━━ READING PASSAGE ━━

This helps to make the new student comfortable with the teacher, getting the ettiquette down ( to help the new student with belting up and bowing in during a group class), and hopefully motivate the new person by showing a little of the material...

As for the gentleman that mentioned some early accomplishment, I like to teach a simple blocking drill the first "group" class or two, something that can be practice at home and is fun.

My .02

Jamey


----------



## IWishToLearn (Nov 27, 2005)

I start my students with their fighting stance and one or two (depending on the individual's ability to absorb material) simple simple self defense techniques so they can see how their fighting stance relates to a self defense maneuver. On the rare occassion the student picks up all of that (like my naturally gifted student) I introduce them to the overview of power from stance changes and show them stance changes and how to make a fist.


----------



## MJS (Nov 27, 2005)

━━━

GIVEN REQUEST 1: Translate this sentence from the martial arts teaching thread into Spanish: "On the rare occassion the student picks up all of that (like my naturally gifted student) I introduce them to the overview of power from stance changes and show them stance changes and how to make a fist."
GIVEN REQUEST 2: For each statement, answer yes or no based on the martial arts teaching thread, and quote the words that decide it. (a) Jamey teaches a blocking drill in the first group class or two. (b) IWishToLearn starts students by teaching them how to make a fist. (c) How many self-defense techniques IWishToLearn first shows a student depends on that person's ability to absorb material.
GIVEN REQUEST 3: Carry on the martial arts teaching thread from the point where it stops.

━━ SUPPLIED RECORDS ━━

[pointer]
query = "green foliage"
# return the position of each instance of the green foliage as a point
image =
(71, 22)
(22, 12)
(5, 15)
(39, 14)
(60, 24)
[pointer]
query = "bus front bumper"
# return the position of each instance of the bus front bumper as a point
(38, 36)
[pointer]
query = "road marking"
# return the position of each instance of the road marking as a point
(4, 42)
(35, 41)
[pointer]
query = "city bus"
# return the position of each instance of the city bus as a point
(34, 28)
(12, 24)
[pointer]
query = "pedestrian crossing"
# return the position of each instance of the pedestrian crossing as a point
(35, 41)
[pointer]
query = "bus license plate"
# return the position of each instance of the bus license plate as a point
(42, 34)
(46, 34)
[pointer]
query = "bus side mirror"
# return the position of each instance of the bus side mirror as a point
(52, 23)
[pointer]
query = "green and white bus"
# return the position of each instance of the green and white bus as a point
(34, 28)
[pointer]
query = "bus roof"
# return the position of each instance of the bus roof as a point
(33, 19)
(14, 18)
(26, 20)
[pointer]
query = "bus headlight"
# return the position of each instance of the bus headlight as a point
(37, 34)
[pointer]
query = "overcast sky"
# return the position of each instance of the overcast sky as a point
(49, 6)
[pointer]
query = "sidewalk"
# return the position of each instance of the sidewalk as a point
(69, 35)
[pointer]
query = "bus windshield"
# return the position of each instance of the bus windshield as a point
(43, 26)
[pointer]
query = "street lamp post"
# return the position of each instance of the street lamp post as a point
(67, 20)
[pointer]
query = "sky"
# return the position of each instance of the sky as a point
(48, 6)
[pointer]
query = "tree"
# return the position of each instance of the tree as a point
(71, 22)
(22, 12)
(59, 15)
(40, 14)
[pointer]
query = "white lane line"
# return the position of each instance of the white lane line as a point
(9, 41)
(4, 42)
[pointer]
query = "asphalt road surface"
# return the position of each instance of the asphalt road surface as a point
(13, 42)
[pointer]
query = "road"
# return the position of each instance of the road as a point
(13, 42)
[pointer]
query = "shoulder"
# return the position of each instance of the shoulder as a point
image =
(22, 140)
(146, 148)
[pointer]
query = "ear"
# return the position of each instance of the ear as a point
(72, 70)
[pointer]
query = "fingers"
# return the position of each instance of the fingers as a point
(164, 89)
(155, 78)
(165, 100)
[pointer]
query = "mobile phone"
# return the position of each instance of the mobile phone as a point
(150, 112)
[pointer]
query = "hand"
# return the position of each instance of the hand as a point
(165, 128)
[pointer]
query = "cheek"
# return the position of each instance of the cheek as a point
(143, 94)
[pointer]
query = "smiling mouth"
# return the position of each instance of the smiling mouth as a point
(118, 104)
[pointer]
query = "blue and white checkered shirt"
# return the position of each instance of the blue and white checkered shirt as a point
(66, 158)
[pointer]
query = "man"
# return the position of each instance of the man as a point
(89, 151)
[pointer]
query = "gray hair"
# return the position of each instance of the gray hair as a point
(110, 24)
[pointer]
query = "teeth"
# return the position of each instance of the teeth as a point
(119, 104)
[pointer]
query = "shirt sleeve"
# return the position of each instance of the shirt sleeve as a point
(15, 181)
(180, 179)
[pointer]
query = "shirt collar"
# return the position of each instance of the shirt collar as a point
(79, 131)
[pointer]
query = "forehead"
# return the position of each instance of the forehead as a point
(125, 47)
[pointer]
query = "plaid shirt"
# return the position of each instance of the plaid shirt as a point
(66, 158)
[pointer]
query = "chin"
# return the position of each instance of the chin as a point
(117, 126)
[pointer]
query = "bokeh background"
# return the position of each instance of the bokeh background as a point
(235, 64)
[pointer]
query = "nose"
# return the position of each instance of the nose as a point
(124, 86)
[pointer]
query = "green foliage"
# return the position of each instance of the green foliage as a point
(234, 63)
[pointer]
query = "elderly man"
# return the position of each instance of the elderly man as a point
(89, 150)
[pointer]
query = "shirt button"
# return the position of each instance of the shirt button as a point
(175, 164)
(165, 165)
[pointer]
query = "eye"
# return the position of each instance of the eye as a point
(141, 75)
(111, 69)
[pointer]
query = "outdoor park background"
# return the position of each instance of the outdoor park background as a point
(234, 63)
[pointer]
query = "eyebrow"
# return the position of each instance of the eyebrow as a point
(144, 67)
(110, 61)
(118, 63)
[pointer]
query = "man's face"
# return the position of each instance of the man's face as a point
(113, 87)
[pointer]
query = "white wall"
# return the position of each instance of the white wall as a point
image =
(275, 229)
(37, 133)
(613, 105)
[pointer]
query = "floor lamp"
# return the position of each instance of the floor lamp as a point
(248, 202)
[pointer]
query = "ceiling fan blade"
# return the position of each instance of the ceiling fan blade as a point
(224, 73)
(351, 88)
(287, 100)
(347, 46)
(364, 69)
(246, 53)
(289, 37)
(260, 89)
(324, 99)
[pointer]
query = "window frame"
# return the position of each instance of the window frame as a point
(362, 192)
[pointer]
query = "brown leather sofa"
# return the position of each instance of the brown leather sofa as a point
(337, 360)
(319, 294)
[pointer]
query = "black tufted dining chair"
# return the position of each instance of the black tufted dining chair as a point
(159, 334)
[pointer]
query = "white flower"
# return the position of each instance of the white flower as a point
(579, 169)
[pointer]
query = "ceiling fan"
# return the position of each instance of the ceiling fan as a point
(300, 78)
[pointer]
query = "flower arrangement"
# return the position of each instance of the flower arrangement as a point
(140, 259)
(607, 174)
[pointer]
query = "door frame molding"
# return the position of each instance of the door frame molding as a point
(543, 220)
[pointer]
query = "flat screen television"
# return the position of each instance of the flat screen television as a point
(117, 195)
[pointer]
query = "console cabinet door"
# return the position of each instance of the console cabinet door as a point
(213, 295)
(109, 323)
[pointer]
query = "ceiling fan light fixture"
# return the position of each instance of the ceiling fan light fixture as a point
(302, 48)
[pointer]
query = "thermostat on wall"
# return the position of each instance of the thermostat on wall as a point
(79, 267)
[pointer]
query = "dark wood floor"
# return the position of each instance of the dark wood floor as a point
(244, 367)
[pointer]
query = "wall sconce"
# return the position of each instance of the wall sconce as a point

━━━

EXPECTED ANSWER 1: En la rara ocasión en que el alumno asimila todo eso (como mi alumno con talento natural), le presento una visión general de la potencia que proviene de los cambios de postura y le muestro los cambios de postura y cómo cerrar el puño.

EXPECTED ANSWER 2:
(a) Yes: "I like to teach a simple blocking drill the first "group" class or two"
(b) No: "I start my students with their fighting stance"
(c) Yes: "one or two (depending on the individual's ability to absorb material)"

EXPECTED ANSWER 3:
dianhsuhe said:
			
		

> My instructor used to ALWAYS start with a private lesson first with any new student to get the ettiquette and bowing in/out down first. He would show them a few stances, punches and kicks, not getting into detail quite yet, then he would demonstrate a couple techniques so the student can see what they will be learning.
> This helps to make the new student comfortable with the teacher, getting the ettiquette down ( to help the new student with belting up and bowing in during a group class), and hopefully motivate the new person by showing a little of the material...


 
My last school did the same thing.  A half hour intro lesson, designed to give the new student a taste of the art.  I was primarily in charge of the intros, and it was pretty much like you mention above.  There were a few times when I'd show a technique, but again, I wanted to focus on the basics first.

Mike


----------



## ChineseKempoJerry (Nov 27, 2005)

I have to agree with Dark Kenpo Lord.  Stances are very important.  I teach the different stances, how to get into them, how weight distribution can feel from transition to transition, and why stances are important (the basis of most sytems is to break the structure "balance" of your opponent).  My new students are very impatient, but I will not rush this.  I do not show a technique until I know they understand this and some other key elements.

How do I get away with this? Answer - If they do not persevere in something so simple, how will they stay focused to learn the rest of the art?

Best Regards,

Jerry


----------



## MJS (Nov 29, 2005)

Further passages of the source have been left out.